**Problem**
Exactly the lines from the one containing "the cat's whisker" through the end of the listing should be written out, both ends included, and nothing more.

**Supplied data**
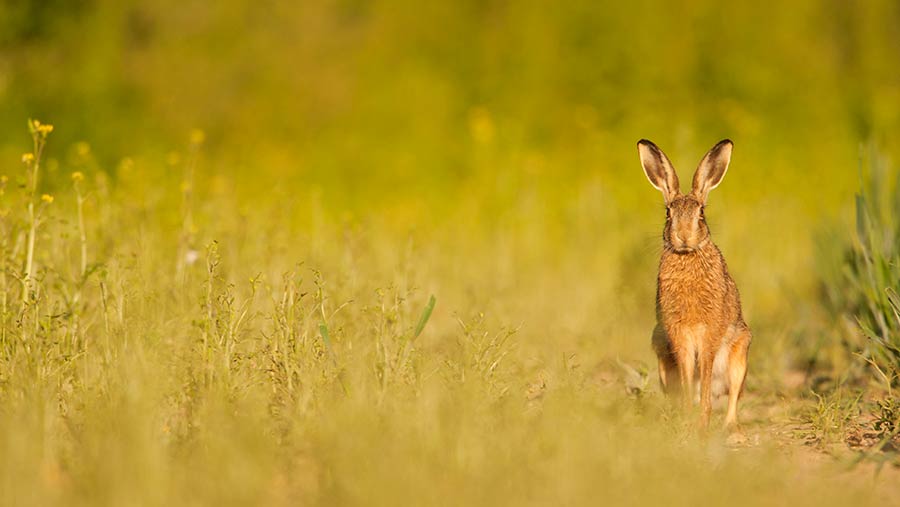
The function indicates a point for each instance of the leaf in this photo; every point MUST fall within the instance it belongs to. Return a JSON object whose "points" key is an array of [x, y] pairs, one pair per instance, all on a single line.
{"points": [[426, 314]]}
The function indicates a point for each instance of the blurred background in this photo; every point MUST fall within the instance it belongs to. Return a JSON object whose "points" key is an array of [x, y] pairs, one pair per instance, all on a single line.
{"points": [[244, 208], [482, 120]]}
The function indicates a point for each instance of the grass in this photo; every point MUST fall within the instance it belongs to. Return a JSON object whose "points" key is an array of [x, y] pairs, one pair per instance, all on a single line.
{"points": [[314, 359], [402, 264]]}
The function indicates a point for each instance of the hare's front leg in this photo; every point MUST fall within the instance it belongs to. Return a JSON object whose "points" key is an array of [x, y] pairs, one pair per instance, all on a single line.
{"points": [[737, 372], [707, 358], [685, 358], [668, 369]]}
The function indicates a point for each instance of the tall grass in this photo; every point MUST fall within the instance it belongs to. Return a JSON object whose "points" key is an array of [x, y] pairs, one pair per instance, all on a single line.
{"points": [[300, 358], [864, 283]]}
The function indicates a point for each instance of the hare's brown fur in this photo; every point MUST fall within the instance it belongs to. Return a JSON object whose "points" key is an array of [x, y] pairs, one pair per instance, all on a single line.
{"points": [[700, 327]]}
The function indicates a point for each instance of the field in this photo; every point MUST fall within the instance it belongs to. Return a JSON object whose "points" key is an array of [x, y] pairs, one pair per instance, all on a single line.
{"points": [[350, 253]]}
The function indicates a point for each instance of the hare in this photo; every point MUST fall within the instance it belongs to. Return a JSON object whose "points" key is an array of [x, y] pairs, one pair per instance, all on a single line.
{"points": [[700, 327]]}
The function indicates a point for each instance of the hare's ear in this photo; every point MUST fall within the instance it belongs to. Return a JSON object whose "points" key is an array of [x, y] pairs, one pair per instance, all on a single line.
{"points": [[712, 169], [659, 170]]}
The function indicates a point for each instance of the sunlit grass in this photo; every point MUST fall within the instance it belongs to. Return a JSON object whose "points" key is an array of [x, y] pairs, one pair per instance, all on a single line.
{"points": [[209, 347]]}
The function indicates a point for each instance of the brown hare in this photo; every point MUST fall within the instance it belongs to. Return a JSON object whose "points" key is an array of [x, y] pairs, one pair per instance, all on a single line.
{"points": [[700, 327]]}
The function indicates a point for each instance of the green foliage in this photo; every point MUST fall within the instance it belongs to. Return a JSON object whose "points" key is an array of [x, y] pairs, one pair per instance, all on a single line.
{"points": [[865, 286]]}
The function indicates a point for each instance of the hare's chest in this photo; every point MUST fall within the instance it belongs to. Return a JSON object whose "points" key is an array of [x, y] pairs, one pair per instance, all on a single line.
{"points": [[688, 294]]}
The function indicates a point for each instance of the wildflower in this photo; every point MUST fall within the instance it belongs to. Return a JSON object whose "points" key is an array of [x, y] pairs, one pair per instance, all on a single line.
{"points": [[37, 127], [197, 137], [83, 149]]}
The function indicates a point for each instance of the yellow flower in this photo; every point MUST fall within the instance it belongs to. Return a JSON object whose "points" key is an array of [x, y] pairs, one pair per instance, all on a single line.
{"points": [[83, 149], [37, 127], [197, 137]]}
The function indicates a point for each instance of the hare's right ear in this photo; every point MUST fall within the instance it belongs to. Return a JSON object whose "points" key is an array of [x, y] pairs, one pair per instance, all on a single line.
{"points": [[659, 170]]}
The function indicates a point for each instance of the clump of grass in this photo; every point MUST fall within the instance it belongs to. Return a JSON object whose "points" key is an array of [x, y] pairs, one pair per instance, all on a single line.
{"points": [[863, 287], [828, 420]]}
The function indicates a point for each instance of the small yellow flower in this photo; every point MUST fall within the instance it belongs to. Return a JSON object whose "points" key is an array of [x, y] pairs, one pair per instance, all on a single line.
{"points": [[37, 127], [83, 149], [197, 137]]}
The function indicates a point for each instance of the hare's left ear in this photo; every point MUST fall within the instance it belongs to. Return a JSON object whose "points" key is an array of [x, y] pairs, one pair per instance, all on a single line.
{"points": [[712, 169]]}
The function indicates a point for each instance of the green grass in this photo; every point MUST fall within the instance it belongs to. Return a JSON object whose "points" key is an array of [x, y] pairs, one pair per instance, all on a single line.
{"points": [[410, 257]]}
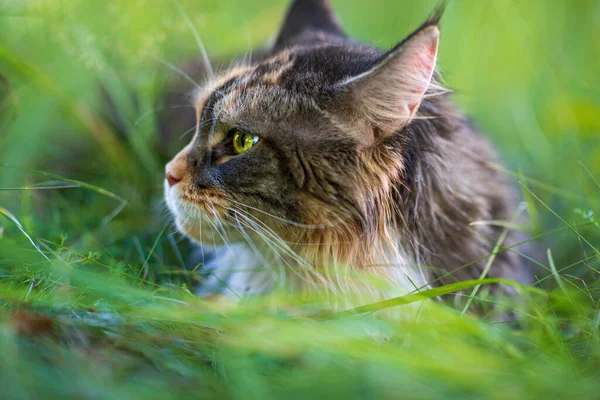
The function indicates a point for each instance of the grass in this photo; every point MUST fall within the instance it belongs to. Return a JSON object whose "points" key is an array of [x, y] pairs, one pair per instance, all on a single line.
{"points": [[94, 302]]}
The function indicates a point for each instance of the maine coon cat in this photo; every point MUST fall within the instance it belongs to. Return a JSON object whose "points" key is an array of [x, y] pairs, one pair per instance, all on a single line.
{"points": [[324, 162]]}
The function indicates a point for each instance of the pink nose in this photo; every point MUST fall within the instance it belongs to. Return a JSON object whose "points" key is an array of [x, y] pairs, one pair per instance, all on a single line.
{"points": [[172, 179]]}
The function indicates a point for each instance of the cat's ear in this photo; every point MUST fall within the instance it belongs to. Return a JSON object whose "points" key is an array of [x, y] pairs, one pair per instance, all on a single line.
{"points": [[307, 15], [386, 97]]}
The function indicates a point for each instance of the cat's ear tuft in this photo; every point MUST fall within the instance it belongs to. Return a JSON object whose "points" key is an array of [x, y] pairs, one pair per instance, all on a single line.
{"points": [[387, 96], [307, 15]]}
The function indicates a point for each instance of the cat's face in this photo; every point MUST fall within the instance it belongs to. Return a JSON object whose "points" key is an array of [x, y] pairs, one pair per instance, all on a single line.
{"points": [[307, 138]]}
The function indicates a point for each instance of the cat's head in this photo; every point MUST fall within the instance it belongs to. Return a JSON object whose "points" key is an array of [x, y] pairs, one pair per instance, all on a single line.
{"points": [[308, 137]]}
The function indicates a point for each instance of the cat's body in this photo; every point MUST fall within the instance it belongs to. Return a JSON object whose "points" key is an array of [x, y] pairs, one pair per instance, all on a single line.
{"points": [[355, 163]]}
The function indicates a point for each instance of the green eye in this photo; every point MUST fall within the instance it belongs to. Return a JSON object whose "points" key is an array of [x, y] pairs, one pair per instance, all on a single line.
{"points": [[243, 141]]}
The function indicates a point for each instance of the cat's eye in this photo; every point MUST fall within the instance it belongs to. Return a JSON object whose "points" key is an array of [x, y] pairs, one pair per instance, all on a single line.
{"points": [[243, 141]]}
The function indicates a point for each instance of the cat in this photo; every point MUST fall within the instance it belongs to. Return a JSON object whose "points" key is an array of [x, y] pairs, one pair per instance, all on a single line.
{"points": [[324, 162]]}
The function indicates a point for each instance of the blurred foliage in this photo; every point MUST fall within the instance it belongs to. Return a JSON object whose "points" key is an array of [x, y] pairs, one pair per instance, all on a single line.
{"points": [[107, 312]]}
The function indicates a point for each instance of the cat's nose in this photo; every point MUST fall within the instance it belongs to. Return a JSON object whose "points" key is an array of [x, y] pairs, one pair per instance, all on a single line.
{"points": [[175, 171], [172, 180]]}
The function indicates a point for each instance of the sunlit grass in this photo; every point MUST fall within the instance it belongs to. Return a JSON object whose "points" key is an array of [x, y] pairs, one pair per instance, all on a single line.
{"points": [[94, 299]]}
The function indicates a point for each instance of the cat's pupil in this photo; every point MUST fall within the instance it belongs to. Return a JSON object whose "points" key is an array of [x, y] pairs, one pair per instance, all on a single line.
{"points": [[243, 141]]}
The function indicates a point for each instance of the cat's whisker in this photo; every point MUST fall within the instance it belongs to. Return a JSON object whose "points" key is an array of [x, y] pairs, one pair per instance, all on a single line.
{"points": [[278, 242], [303, 264], [247, 237], [176, 70], [197, 126], [157, 110], [217, 219]]}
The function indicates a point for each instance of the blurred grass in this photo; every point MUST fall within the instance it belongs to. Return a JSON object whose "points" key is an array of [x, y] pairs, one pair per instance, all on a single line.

**Result of the task**
The function indicates a point for each instance of the cat's whisker in this photo; every point MUST fall within the instance it belongs to. Return a JSON object whose "points" key is an array of [x, y] pairs, one pair per instance, all on a single line.
{"points": [[278, 242], [303, 264], [247, 237], [176, 70], [197, 126], [157, 110], [217, 219]]}
The function indicates a point for each instance of the blurred grass in this photo; every point MUST fall within the instance it belongs to. Return a JSON object whose "points" key is an array of [x, y] pairs, one pair per instance, all on a single line.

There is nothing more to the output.